__Page extract__.
————————

I pondered that question in my own mind many times. Could we as humans do the same job every day without some sort of burnout/fallout/stress induced illness, mental deterioration or a loss of joy?

I believe all of us verbally driven and socially appropriate individuals would answer with a resounding NO - we cannot.  However, we differ from our counterparts with autism - we have choice - they do not.

Have studies been done correlating  mental distress/illness or behavioral dysfunction associated with high stress jobs  - I believe more than likely,  and most probably funded by drug companies,  all would agree - job dissatisfaction and stress have a clearly circumscribed set of symptoms that accompany such daily dissatisfaction and mental fatigue.

So many individuals are on anti depressants and anti anxiety medications one has to assume there is a high level of dissatisfaction in many people's lives and a high degree of frustration, stress, boredom and irritation when subjected to  a less ideal than ideal job or work environment.  Couple that with lack of jobs in general and life becomes more difficult.

When we factor in the individuals with autism who are now turning 18-21 - high functioning - lower functioning with no jobs or limited jobs or jobs that they either have no skill for or interest in - I would believe studies would reflect a high degree of behavioral aberration in response to an unhappy, understimulating work environment.  But.... since they are now out of the school environment and have aged out of those sets of circumstances - no one tracks them and their response to  the employment situation/environment and stressors. Nor does anyone track the total lack of employment  and its stress factors on the young adult and/or the family caregivers. 

There is a learned sense of hopelessness and despair that I believe sets in with many individuals on the spectrum as they exit school - routines disintegrate, activities stop - life stops.

Despite being disabled many individuals with autism do understand what lack of  purpose feels like, lack of respect from familiar adults/teachers/job coaches   and/or lack of recognition of their unique abilities. They DO respond negatively to being unengaged/underemployed and most especiallly to not being given a chance to test their wings/try  new things and be praised for their work.  

Essentially young adults and adults with developmental disabilities exist in a vacuum. On a good day they may hear something positive from a caregiver or assistant, but for the most part it is a drudge to get through the day, they become overweight and understimulated in a very short period of time. They are rewarded with food, as it is the easiest and most portable reward and in no time they become more and more sedentary and bored. Boredom turns to destruction and destruction turns to institutionalization  and eventually the removal from their homes.

And so we come to our business, created for Andrew - an 18 year old with autism- with Andrew's interests and skill sets clearly in our minds.  We did it to save his life and we did it with no thought initially but to save his life.

Has this business made a difference in his life? YES.
Has he decreased his most difficult behaviors (self injury) in response to working in this company? YES
Has he become happier and eager to participate? YES.

This business is a tiny drop in an ocean of need - but it is a drop - and it is important.

We modify our expecations based on his demeanor on certain days, much like a real job environment - some days are more complicated and some days easier. We do use primary rewards at the end of his "shift" to reward a job well done, paired with social praise and his own internal motivation (he likes to complete tasks).

His smiles tell us we are on the right track, but we constantly adjust for this CEO with autism. Though he receives no pay check - he does receive in its place -  satisfaction, praise, interaction, and engagement. Our CEO calls the shots and we are more than happy to "listen."

————————

__Tasks for this exercise__.
A) Rewrite the autism and employment text starting at the words "When we factor" and ending after "the family caregivers.", changing "family caregivers" to "family members".
B) In the autism and employment text, condense the paragraph that opens with "Essentially young adults and adults with developmental disabilities" into a short bulleted list that keeps its main facts.

[Source records]
————————

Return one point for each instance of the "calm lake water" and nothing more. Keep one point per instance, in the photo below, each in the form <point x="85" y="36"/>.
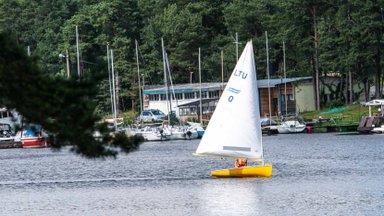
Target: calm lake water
<point x="313" y="174"/>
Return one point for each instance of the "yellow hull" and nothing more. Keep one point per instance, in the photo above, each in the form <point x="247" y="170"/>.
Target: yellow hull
<point x="252" y="171"/>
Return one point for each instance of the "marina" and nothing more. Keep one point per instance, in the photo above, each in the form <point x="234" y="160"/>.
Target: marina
<point x="314" y="174"/>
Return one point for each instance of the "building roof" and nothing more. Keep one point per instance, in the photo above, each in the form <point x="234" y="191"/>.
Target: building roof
<point x="193" y="87"/>
<point x="197" y="102"/>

————————

__Responses in order__.
A)
When we factor in the individuals with autism who are now turning 18-21 - high functioning - lower functioning with no jobs or limited jobs or jobs that they either have no skill for or interest in - I would believe studies would reflect a high degree of behavioral aberration in response to an unhappy, understimulating work environment.  But.... since they are now out of the school environment and have aged out of those sets of circumstances - no one tracks them and their response to  the employment situation/environment and stressors. Nor does anyone track the total lack of employment  and its stress factors on the young adult and/or the family members.

B)
- Young adults and adults with developmental disabilities exist in a vacuum.
- They may hear something positive from a caregiver or assistant only on a good day. Most days are a drudge.
- In a very short time they become overweight and understimulated.
- They are rewarded with food because it is the easiest and most portable reward. This makes them more sedentary and bored.
- Boredom turns to destruction, destruction to institutionalization, and eventually to removal from their homes.